§ Genanntes Ziel A
Gib die Zeilen der Quelldaten vom Anfang bis einschließlich der Zeile mit „(1083, 285)“ als Markdown-Tabelle mit den Spalten „Nummer“ und „Zeile“ wieder. Leere Zeilen bleiben dabei weg.

§ Textauszug

Im Interview erzählt die angehende Gründerin, wieso mehr Arbeit für sie auch mehr Freiheit bedeutet, und weshalb sie keine Probleme damit hat, ihre Komfortzone zu verlassen.
Frau Dobreva, wie sind Sie zur Ruhr-Universität Bochum gekommen?
Meinen Bachelor-Abschluss in Chemie habe ich in der bulgarischen Hauptstadt Sofia gemacht. Da es schon immer mein Traum war, in Deutschland zu leben und zu studieren, habe ich mich im Jahr 2017 dazu entschieden, mich hier auf einen Master zu bewerben. Für mich war dabei klar: Ruhr-Universität Bochum oder keine. Deswegen habe ich mich auch nirgendwo sonst beworben. Nach einem erfolgreichen Abschluss meiner Masterarbeit in der Forschungsgruppe von Prof. Lars Borchardt am Lehrstuhl für Anorganische Chemie hat mich das Themenfeld immer noch begeistert. Mittlerweile bin ich hier im dritten Jahr meiner Promotion.

§ Quelldaten
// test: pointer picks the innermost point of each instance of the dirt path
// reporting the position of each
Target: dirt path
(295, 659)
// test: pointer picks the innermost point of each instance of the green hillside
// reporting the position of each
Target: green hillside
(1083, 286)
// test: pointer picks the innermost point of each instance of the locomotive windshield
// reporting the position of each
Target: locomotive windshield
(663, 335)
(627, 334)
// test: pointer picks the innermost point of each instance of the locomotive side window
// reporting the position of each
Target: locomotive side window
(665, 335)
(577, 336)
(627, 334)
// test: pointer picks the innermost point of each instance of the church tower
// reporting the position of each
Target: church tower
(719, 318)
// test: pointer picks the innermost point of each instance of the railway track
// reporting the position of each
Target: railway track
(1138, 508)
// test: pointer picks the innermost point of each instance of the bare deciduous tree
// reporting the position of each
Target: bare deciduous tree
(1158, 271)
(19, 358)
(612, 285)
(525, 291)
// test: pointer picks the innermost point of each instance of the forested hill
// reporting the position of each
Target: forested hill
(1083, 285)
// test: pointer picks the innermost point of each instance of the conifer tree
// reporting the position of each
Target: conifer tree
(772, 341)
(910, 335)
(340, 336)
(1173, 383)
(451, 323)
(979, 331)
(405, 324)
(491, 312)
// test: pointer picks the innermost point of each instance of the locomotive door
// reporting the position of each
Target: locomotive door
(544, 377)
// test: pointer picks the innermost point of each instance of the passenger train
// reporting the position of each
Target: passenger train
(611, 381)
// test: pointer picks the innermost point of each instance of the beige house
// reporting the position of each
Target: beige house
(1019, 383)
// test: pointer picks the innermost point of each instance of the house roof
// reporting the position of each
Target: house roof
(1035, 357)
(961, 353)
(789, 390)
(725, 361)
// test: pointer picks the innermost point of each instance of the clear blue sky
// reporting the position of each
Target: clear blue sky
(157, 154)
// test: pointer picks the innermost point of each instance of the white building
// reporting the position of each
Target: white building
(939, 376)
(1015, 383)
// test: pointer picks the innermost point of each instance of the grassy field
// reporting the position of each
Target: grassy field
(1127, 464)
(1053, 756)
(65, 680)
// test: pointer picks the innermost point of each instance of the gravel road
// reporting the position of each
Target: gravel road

§ Genanntes Ziel B
Schreibe aus dem Textauszug die Stelle von „Meinen Bachelor-Abschluss in“ bis einschließlich „Jahr meiner Promotion.“ wortgetreu ab.

§ Vollständige Ausgabe A
| Nummer | Zeile |
|---|---|
| 1 | // test: pointer picks the innermost point of each instance of the dirt path |
| 2 | // reporting the position of each |
| 3 | Target: dirt path |
| 4 | (295, 659) |
| 5 | // test: pointer picks the innermost point of each instance of the green hillside |
| 6 | // reporting the position of each |
| 7 | Target: green hillside |
| 8 | (1083, 286) |
| 9 | // test: pointer picks the innermost point of each instance of the locomotive windshield |
| 10 | // reporting the position of each |
| 11 | Target: locomotive windshield |
| 12 | (663, 335) |
| 13 | (627, 334) |
| 14 | // test: pointer picks the innermost point of each instance of the locomotive side window |
| 15 | // reporting the position of each |
| 16 | Target: locomotive side window |
| 17 | (665, 335) |
| 18 | (577, 336) |
| 19 | (627, 334) |
| 20 | // test: pointer picks the innermost point of each instance of the church tower |
| 21 | // reporting the position of each |
| 22 | Target: church tower |
| 23 | (719, 318) |
| 24 | // test: pointer picks the innermost point of each instance of the railway track |
| 25 | // reporting the position of each |
| 26 | Target: railway track |
| 27 | (1138, 508) |
| 28 | // test: pointer picks the innermost point of each instance of the bare deciduous tree |
| 29 | // reporting the position of each |
| 30 | Target: bare deciduous tree |
| 31 | (1158, 271) |
| 32 | (19, 358) |
| 33 | (612, 285) |
| 34 | (525, 291) |
| 35 | // test: pointer picks the innermost point of each instance of the forested hill |
| 36 | // reporting the position of each |
| 37 | Target: forested hill |
| 38 | (1083, 285) |

§ Vollständige Ausgabe B
Meinen Bachelor-Abschluss in Chemie habe ich in der bulgarischen Hauptstadt Sofia gemacht. Da es schon immer mein Traum war, in Deutschland zu leben und zu studieren, habe ich mich im Jahr 2017 dazu entschieden, mich hier auf einen Master zu bewerben. Für mich war dabei klar: Ruhr-Universität Bochum oder keine. Deswegen habe ich mich auch nirgendwo sonst beworben. Nach einem erfolgreichen Abschluss meiner Masterarbeit in der Forschungsgruppe von Prof. Lars Borchardt am Lehrstuhl für Anorganische Chemie hat mich das Themenfeld immer noch begeistert. Mittlerweile bin ich hier im dritten Jahr meiner Promotion.